# [GIVEN PROBLEM]
Return only this: the line with "yellow soccer jersey, one" and all the lines that follow it below, through the final one, exactly as they are.

# [ENTRIES PROVIDED]
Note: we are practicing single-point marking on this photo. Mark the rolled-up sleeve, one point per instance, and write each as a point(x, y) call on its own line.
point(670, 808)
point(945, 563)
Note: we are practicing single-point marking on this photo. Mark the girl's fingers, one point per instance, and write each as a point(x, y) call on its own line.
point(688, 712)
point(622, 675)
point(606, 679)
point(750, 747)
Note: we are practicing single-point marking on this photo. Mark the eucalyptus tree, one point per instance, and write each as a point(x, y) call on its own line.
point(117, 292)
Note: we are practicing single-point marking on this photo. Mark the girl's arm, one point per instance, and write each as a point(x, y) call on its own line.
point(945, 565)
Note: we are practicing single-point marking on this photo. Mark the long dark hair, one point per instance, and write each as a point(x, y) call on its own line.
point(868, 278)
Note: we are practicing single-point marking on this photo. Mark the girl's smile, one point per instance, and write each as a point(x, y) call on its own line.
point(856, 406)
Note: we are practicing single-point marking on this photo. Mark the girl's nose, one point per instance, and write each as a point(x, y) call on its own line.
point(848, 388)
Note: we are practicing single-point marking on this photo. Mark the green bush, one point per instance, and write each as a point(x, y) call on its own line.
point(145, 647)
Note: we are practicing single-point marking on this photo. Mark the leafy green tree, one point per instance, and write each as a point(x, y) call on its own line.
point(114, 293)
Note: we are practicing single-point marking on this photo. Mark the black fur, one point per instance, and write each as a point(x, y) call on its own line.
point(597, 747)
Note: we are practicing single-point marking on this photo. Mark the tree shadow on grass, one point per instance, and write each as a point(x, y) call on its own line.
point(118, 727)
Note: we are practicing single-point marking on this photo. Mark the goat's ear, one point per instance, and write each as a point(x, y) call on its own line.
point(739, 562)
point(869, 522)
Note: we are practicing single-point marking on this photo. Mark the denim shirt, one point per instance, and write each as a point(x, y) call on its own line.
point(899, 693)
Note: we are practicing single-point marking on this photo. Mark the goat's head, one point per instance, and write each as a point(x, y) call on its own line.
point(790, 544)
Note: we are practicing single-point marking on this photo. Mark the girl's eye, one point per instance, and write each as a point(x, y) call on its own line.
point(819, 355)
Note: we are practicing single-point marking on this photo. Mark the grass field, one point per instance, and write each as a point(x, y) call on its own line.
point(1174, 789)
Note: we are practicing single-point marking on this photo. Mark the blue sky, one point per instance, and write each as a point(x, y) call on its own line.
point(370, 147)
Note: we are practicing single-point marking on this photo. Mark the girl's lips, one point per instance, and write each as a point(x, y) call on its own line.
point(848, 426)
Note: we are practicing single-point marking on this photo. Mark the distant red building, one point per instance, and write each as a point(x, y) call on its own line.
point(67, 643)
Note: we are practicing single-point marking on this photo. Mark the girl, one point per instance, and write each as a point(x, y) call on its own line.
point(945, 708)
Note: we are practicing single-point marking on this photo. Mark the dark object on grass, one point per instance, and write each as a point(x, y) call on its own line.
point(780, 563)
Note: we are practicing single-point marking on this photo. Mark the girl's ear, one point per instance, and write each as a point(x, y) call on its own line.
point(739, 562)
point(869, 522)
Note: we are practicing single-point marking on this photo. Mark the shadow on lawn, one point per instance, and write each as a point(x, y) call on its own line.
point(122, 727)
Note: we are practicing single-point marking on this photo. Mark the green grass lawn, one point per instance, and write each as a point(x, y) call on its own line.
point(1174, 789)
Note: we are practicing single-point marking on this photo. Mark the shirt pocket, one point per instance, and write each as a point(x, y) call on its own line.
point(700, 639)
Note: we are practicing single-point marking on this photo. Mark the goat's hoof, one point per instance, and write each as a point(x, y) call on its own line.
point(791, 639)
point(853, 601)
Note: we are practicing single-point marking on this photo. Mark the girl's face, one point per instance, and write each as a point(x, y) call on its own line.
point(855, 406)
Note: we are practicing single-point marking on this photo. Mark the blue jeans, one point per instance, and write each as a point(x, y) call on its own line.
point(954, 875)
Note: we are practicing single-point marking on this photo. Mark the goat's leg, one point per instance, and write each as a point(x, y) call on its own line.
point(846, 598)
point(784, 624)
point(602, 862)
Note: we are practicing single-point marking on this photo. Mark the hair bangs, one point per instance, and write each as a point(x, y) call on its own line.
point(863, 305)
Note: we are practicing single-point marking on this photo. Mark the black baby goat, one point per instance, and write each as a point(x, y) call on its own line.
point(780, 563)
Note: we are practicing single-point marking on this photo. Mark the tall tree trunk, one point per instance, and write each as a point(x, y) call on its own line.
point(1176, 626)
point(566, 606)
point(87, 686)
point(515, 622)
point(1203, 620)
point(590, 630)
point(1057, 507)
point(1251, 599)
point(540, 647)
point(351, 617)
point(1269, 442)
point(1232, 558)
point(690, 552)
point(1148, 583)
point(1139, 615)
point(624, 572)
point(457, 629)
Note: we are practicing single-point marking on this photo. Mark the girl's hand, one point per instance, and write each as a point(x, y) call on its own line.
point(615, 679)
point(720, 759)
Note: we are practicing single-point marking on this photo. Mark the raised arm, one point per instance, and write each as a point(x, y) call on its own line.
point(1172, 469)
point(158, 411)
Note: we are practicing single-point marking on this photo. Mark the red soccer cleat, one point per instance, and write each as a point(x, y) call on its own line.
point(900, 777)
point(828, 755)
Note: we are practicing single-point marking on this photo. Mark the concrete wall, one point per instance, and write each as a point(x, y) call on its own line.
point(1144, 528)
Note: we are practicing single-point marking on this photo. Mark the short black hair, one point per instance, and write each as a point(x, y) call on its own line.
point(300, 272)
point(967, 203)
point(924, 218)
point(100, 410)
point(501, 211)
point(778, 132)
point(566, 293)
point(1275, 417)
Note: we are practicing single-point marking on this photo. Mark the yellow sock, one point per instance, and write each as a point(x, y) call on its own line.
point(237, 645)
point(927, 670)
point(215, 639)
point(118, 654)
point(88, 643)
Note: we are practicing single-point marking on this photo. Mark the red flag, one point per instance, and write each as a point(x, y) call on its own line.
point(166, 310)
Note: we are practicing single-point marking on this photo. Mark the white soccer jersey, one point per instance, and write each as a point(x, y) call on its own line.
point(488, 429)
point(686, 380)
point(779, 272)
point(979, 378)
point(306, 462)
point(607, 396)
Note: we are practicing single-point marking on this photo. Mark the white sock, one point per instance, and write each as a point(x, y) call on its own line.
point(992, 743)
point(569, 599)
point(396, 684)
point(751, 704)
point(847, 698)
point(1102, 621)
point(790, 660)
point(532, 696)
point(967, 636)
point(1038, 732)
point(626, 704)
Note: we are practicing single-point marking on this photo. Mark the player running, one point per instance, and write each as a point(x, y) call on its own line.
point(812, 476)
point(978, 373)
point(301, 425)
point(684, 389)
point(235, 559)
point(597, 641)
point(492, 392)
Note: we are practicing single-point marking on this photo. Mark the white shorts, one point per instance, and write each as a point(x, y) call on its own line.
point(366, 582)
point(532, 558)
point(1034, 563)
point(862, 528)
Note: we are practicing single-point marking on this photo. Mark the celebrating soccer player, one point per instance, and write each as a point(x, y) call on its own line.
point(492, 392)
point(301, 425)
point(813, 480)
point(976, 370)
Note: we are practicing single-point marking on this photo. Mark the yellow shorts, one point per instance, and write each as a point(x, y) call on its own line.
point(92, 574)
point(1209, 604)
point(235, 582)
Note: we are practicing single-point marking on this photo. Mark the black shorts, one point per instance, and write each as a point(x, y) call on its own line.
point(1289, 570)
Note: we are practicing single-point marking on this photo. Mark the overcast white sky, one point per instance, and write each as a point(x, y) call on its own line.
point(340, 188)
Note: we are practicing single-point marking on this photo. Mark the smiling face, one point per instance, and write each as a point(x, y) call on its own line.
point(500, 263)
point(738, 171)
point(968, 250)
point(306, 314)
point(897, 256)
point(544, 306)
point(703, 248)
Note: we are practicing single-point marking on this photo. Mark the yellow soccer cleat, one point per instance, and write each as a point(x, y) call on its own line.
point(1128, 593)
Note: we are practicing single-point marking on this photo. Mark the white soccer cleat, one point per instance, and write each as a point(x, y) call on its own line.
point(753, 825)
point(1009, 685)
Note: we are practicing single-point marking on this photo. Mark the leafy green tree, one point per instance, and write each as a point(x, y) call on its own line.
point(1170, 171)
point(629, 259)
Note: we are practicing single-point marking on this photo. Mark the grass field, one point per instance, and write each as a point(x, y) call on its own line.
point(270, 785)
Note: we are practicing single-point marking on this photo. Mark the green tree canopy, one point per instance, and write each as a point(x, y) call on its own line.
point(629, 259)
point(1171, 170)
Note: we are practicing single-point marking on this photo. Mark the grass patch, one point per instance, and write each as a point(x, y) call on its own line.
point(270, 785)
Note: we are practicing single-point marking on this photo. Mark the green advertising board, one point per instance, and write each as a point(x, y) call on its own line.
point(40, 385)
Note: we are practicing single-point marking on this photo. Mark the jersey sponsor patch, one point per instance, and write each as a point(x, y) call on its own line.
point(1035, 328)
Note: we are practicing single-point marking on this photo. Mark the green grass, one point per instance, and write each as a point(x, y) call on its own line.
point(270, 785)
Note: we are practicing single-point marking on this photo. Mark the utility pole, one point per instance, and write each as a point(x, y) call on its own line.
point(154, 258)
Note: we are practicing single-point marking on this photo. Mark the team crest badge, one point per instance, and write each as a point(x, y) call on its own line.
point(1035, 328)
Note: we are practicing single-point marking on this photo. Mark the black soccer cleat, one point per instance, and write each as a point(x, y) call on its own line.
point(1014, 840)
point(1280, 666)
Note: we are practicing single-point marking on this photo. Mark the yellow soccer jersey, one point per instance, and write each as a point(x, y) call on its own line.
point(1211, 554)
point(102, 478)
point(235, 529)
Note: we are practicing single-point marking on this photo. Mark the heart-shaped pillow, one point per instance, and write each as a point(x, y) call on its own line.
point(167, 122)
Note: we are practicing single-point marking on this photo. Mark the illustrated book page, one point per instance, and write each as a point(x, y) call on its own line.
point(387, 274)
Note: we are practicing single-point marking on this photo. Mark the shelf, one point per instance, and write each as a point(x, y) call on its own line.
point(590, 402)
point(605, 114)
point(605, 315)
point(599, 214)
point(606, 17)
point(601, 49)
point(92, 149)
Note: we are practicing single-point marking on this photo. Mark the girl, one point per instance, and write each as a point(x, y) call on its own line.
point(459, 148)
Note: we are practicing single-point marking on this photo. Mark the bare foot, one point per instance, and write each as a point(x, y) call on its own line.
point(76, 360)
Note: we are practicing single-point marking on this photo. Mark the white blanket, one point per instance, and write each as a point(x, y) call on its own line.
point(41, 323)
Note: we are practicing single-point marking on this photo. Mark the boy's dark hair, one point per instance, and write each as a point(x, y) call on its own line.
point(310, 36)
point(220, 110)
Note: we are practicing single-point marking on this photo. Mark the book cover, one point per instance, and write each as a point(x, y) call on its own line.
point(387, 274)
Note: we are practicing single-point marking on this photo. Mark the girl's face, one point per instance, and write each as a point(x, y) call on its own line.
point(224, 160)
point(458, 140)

# [TASK SOLUTION]
Note: we are practicing single-point marking on this photo. Mark the yellow soccer jersey, one point per instance, and write each as a point(x, y) call on its own line.
point(1211, 554)
point(102, 478)
point(235, 529)
Note: we are practicing single-point marking on this photo. Mark the heart-shaped pillow, one point per instance, and write each as a point(x, y) call on its own line.
point(167, 122)
Note: we are practicing single-point marking on this photo. Mark the illustrated book page, one point per instance, and write each as a point(x, y) call on its own line.
point(387, 274)
Note: we are practicing single-point marking on this photo. Mark the shelf, one point per instance, and write each as a point(x, y) call on its own line.
point(590, 402)
point(605, 114)
point(605, 315)
point(599, 214)
point(606, 17)
point(601, 49)
point(92, 149)
Note: we are practicing single-point marking on this photo. Mark the girl, one point per instance, and write each as a point(x, y) call on its own line.
point(459, 148)
Note: we are practicing single-point marking on this photo. Mark the bare foot, one point per instance, and write each as a point(x, y) call on its own line.
point(76, 360)
Note: we are practicing single-point marking on this photo. Mark the white blanket, one point per instance, and write each as a point(x, y) call on its own line.
point(41, 323)
Note: we are practicing single-point marking on this photo. Mark the boy's dark hair, one point per instance, and write each as a point(x, y) call on its own line.
point(310, 36)
point(220, 110)
Note: we are practicing single-point marking on this photo. Mark the book cover, one point per instance, and write each as a point(x, y) call on its own line.
point(387, 274)
Note: we are practicing single-point marking on this photo. Mark the girl's face, one point per instance, and write each as a point(x, y) call on its own line.
point(224, 160)
point(458, 140)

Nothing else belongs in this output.